■ **Aufgabe 1**
Unter welchem Titel hat Innenminister Sobotka laut dem Textabschnitt zur transnationalen wehrhaften Demokratie seinen Gesetzesvorschlag vorgestellt?

::: Textabschnitt

Die transnationale wehrhafte Demokratie
Dürfen wir in Deutschland und Österreich die türkische Demokratie verteidigen? Schließlich bedrohen die Verfassungsreformpläne Erdogans zunächst einmal die türkische demokratische Grundordnung, nicht „unsere“. Können wir trotzdem Auftritte türkischer Politiker in Deutschland und Österreich verbieten, wenn sie für eine Staatsordnung werben, die wir mit „unserer“ für unvereinbar halten? Oder muss uns das Schicksal der liberalen Demokratie in der Türkei egal sein? Das ist die Frage nach der transnationalen wehrhaften Demokratie. Die EMRK könnte die Antwort darauf haben, denn sie ist der Türkei, Deutschland und Österreich gemein.
Nicht nur in Deutschland wird gerade darüber diskutiert, auch in Österreich. Innenminister Sobotka, nie darum verlegen, mit seinen Ideen vorzupreschen, hat auch schon den passenden Gesetzesvorschlag parat, den er unter dem Titel „wehrhafte Demokratie“ präsentierte. Künftig soll der Innenminister Versammlungen untersagen können, an denen Politiker eines Drittstaates teilnehmen, wenn „Meinungen erörtert und kundgetan werden sollen, die mit den demokratischen Grundwerten oder den menschenrechtlichen Verpflichtungen der Republik Österreich unvereinbar sind“.
Unter den demokratischen Grundwerten kann man sich vielleicht noch etwas vorstellen. Aber warum soll eine Versammlung, bei der ein türkischer Politiker für ein Referendum in der Türkei wirbt, mit menschenrechtlichen Verpflichtungen Österreichs unvereinbar sein? Sicher gibt es grundrechtliche Schutzpflichten, die manchmal die Untersagung von Versammlungen notwendig machen. Aber welche sollten das hier sein? Die Schutzpflicht, Demokratie und Menschenrechte in ganz Europa zu erhalten? Außerdem: Warum macht erst die Teilnahme ausländischer Politiker eine derartige Versammlung verbotswürdig? Wenn Österreicher „unter sich“ eine Versammlung gleichen Inhalts abhalten, greift kein Untersagungstatbestand. Und wenn Türken eine solche Versammlung mit Bezug auf die Türkei veranstalten, ohne jedoch einen türkischen Politiker einzuladen, ist das ebenfalls unproblematisch.
Von seiner Idee her ist dieser Gesetzesvorschlag allerdings nicht so abwegig, vergegenwärtigt man sich den historischen Zweck der EMRK. Wie Moravcsik beschrieben hat, waren es vor allem die jungen, neu erstandenen Demokratien nach dem Zweiten Weltkrieg, die sich für eine internationale Menschenrechtskontrolle stark gemacht haben. Durch die Verzahnung mit den anderen Vertragsstaaten der EMRK und die gerichtliche Aufsicht durch den EGMR hofften sie, die liberale Demokratie so festschreiben zu können, dass sie auch krassen Regimewechseln standhalten würde. Nicht Militärinterventionen, sondern die Rückbindung der nationalen Innenpolitik an ein ständiges europäisches peer review sollte die liberale Demokratie vor Umstürzen bewahren, insbesondere faschistischen oder kommunistischen. Wichtigstes Mittel hierzu ist die Individualbeschwerde, die es jedem Einzelnen ermöglicht, ein nationales Menschenrechtsproblem auf die europäische Bühne zu bringen. Mit der Staatenbeschwerde (Art. 33 EMRK) gaben sich die Vertragsstaaten außerdem gegenseitig das Recht, sich in ihre jeweiligen internen Belange einzumischen. Dazu kommt der Europarat mit seinen diplomatischen Einflussmöglichkeiten. Die liberale Demokratie in Europa zu schützen ist demnach die Aufgabe aller Vertragsstaaten, daraus folgt, dass der Zustand der liberalen Demokratie keine rein nationale Angelegenheit mehr ist.

::::::

■ **Aufgabe 2**
Liste alle Zeilen der Einträge auf, in denen das Wort „column“ vorkommt.

::: Material zur Aufgabe

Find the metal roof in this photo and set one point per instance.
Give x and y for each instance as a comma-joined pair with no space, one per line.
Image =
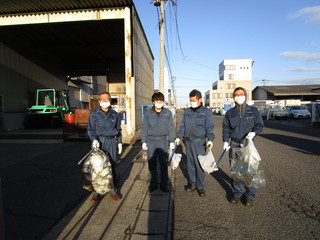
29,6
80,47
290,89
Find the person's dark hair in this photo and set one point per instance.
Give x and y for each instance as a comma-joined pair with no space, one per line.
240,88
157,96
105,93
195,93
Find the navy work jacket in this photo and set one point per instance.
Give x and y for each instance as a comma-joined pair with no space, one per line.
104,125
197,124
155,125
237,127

::::::
::: Material zur Aufgabe

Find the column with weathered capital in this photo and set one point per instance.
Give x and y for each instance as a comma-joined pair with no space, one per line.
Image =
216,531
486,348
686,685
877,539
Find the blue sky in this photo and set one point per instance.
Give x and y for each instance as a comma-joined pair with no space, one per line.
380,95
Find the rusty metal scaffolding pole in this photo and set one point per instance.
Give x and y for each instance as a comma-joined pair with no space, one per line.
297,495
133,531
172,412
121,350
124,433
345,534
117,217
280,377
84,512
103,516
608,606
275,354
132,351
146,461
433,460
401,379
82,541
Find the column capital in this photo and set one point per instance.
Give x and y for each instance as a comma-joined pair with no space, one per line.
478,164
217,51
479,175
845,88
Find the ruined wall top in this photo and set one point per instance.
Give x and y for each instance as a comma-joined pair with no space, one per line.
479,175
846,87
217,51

::::::

■ **Lösung 1**
Unter dem Titel „wehrhafte Demokratie“.

■ **Lösung 2**
Find the column with weathered capital in this photo and set one point per instance.
Find the column capital in this photo and set one point per instance.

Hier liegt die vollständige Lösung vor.